### Passage

Betty Wetter doesnt give a fuck about linear narratives.
Betty Wetter doesn't give a fuck about linear narratives. Kremwerk / Kingmon Creative

If theater is dying, realism is killing it. Serious Theatre™ will disagree. These large repertory theaters instead blame reality TV, social media, and tweet seats for their unstable medical condition. They would rather not take responsibility for the fact that they've unsuccessfully courted new audiences by continuously producing work (that is either) from (or acted in the style of) the estates of dead playwrights who championed the high seriousness of American Realism. Yes, the dialogue and craft of Eugene O’Neill and Arthur Miller was radical and awesome. But they're dead. YouTube and E! Entertainment produce American Realism more authentically than the Seattle Repertory Theatre does. Whatever. Get over it.

So when I heard that Betty Wetter, a drag queen best known for eating donuts off the floor and breaking umbrellas on stage, was creating a "one-woman" show called It Gets Wetter, I was worried. Wetter seemed very serious in her advertising of the show, and serious one-person shows give me nervous sweats. They remind me of all the worst parts of American theater realism: wickedly slow pacing, a boring commitment to truth and the middle class, and narcissism disguised as charity. So how would Wetter's one-woman show hold up? How does a venue mostly known for its creepy queer parties create sit-down, "I hope it doesn't go too late"-theater? And most importantly: Would this be anything like The Vagina Monologues?

While a copy of The Vagina Monologues did appear on stage, It Gets Wetter was refreshingly unrealistic. SPOILER ALERT (well, no, this isn't a SPOILER ALERT because the plot of It Gets Wetter is just a misguided vehicle for emotions and spectacle) The loose narrative is this: Wetter is a cool housewife who gets dumped by her husband and is forced through a divorce. Wetter is kinda a standard housewife cliche, but a cool cliche. She's like a late-twenties indie electronic singer who got married too young and is really into crystals but not really into crystals. She has to go to court. She attempts to date again. She investigates the reality of her birth through heavy-handed symbolism. Instead of creating its own climax, the show literally borrows the climax of Roseanne. Are you lost/bored? That's because plot isn't important.

### Dataset excerpts
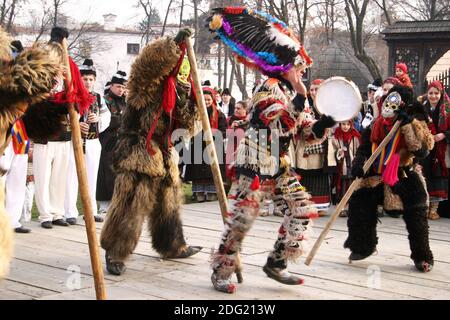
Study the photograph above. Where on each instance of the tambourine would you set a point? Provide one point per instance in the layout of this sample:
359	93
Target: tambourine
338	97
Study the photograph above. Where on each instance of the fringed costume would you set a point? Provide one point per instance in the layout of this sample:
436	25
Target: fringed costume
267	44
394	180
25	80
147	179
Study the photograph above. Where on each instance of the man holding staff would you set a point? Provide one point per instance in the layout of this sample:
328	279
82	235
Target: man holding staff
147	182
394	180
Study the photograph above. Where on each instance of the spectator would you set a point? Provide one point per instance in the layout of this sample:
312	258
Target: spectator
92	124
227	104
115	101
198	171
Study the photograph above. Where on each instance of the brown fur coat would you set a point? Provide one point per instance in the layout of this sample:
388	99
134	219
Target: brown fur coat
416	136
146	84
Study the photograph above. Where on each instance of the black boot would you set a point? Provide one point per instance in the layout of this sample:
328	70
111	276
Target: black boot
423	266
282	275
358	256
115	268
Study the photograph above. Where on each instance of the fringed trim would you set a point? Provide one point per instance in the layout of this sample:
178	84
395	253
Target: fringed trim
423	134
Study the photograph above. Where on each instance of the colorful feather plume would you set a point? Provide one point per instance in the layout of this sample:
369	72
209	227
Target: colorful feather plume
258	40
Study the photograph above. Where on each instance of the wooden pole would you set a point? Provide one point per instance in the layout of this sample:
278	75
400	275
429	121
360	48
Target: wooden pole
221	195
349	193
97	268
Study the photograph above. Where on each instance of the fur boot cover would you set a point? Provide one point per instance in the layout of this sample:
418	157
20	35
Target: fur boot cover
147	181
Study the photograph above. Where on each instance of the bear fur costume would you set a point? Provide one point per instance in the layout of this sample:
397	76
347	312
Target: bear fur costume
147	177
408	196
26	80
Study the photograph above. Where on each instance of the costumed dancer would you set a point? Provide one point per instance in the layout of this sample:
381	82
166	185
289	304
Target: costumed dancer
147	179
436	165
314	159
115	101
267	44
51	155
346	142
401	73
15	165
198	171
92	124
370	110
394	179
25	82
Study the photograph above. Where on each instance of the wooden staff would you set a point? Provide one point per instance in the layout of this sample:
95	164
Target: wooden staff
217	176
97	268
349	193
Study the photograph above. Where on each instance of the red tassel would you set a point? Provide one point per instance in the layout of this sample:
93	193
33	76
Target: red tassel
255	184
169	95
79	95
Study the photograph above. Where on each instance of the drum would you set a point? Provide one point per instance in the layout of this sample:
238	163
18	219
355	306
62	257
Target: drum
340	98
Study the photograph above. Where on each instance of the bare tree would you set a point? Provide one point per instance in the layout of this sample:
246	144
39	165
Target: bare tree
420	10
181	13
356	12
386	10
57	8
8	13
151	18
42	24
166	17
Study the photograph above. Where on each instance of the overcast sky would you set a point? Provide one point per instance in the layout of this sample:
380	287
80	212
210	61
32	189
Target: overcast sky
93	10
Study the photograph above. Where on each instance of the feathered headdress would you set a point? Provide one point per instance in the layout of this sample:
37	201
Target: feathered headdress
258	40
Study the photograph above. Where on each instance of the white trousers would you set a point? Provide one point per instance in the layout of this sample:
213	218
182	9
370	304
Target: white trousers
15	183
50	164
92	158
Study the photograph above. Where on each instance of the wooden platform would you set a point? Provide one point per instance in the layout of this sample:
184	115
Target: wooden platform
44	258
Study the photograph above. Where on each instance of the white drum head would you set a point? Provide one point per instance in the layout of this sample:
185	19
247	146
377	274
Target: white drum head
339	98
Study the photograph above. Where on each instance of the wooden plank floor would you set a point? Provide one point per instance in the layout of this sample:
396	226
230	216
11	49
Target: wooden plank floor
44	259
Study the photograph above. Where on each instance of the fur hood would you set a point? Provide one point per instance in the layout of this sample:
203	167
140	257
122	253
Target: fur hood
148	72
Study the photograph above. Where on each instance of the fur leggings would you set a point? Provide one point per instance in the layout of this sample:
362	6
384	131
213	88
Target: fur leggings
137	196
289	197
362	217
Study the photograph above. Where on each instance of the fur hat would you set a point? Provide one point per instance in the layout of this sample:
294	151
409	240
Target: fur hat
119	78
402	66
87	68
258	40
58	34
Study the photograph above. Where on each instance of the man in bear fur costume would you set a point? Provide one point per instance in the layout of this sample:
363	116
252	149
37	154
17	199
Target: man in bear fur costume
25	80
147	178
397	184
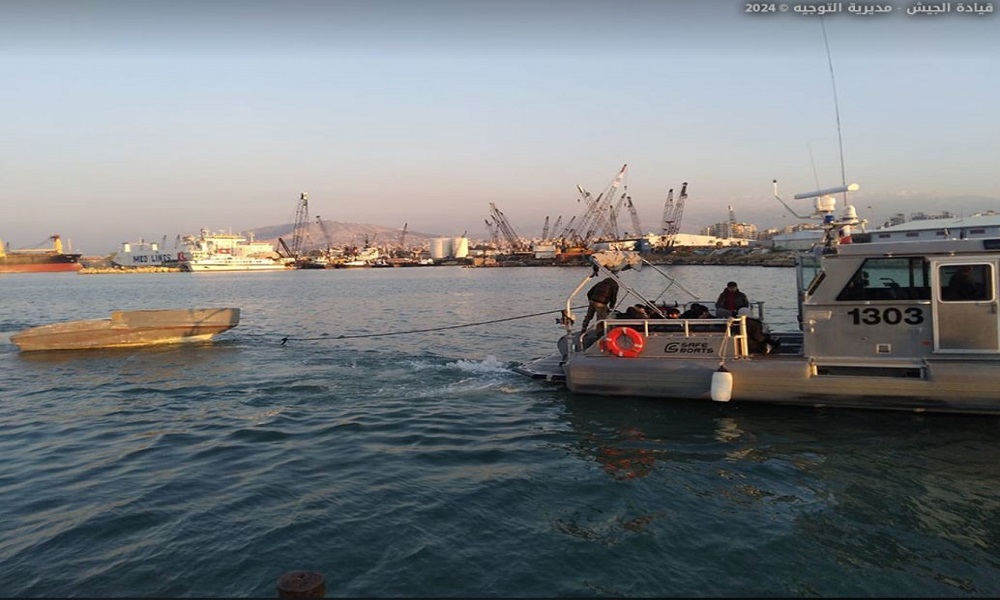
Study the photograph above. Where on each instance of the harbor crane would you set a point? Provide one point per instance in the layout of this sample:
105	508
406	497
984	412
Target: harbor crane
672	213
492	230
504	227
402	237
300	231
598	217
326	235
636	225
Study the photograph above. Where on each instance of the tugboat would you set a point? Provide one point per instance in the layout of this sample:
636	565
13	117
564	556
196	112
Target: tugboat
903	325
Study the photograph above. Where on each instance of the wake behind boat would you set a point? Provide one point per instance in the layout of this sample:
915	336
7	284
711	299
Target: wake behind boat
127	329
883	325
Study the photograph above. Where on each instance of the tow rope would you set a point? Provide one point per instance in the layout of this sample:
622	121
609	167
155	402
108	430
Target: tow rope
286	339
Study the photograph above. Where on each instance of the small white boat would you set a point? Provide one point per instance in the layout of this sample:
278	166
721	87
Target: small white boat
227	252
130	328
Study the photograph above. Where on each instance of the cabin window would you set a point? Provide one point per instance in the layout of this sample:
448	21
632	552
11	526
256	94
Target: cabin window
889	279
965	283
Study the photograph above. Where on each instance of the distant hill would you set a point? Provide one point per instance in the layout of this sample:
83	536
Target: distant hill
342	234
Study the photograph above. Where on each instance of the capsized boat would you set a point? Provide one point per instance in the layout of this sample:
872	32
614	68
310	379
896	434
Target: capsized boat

### What is being asked
Could you revise the Betty Wetter review between "So when I heard" and "The Vagina Monologues?", inclusive, changing "umbrellas" to "ukuleles"?

### Output for this exercise
So when I heard that Betty Wetter, a drag queen best known for eating donuts off the floor and breaking ukuleles on stage, was creating a "one-woman" show called It Gets Wetter, I was worried. Wetter seemed very serious in her advertising of the show, and serious one-person shows give me nervous sweats. They remind me of all the worst parts of American theater realism: wickedly slow pacing, a boring commitment to truth and the middle class, and narcissism disguised as charity. So how would Wetter's one-woman show hold up? How does a venue mostly known for its creepy queer parties create sit-down, "I hope it doesn't go too late"-theater? And most importantly: Would this be anything like The Vagina Monologues?